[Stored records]

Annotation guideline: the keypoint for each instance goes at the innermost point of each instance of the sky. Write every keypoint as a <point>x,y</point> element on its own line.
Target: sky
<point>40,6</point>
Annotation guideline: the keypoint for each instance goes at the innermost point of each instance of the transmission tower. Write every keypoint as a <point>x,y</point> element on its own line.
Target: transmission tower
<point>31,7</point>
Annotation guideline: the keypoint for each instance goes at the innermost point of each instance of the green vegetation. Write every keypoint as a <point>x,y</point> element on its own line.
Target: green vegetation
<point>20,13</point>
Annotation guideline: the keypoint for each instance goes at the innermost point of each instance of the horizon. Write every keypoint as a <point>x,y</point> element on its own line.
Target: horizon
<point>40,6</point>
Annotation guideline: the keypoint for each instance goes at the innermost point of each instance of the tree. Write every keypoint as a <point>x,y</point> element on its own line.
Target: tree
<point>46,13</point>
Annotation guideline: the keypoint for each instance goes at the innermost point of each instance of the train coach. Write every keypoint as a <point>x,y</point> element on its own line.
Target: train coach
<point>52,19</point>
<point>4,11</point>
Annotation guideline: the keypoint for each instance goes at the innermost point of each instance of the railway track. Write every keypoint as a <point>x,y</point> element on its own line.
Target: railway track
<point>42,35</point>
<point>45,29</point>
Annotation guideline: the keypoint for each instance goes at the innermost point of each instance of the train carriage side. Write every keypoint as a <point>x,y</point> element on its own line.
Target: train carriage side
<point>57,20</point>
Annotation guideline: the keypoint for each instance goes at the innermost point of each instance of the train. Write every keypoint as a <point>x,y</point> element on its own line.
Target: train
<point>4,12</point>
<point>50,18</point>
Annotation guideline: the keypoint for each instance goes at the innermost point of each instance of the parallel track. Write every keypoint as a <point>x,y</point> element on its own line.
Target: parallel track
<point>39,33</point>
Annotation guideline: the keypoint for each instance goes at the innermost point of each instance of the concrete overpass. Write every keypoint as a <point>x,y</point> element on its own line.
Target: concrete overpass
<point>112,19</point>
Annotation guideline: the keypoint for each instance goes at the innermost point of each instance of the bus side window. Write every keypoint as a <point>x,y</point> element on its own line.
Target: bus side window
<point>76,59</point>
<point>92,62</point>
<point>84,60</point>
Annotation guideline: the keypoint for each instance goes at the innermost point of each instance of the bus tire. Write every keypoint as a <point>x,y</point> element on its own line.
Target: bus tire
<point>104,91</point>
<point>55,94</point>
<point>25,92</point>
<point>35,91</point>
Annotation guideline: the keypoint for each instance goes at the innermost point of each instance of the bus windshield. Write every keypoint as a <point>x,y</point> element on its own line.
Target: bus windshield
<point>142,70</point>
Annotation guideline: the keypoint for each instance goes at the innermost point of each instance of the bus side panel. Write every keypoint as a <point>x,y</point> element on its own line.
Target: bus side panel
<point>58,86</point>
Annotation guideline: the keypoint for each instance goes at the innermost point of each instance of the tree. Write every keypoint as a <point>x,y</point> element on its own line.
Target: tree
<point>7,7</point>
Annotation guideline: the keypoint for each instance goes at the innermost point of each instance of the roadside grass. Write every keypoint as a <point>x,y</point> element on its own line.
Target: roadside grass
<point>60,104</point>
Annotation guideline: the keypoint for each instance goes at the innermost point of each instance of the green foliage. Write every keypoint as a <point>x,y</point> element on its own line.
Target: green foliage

● **PROBLEM DETAILS**
Return the lines above, from the one containing "Target: roadside grass" to the end, exactly as they stand.

● **ANSWER SECTION**
Target: roadside grass
<point>60,104</point>
Annotation guideline: the keypoint for each instance goes at the innermost point of each instance of the green foliage. Write every keypoint as a <point>x,y</point> element on its own line.
Target: green foliage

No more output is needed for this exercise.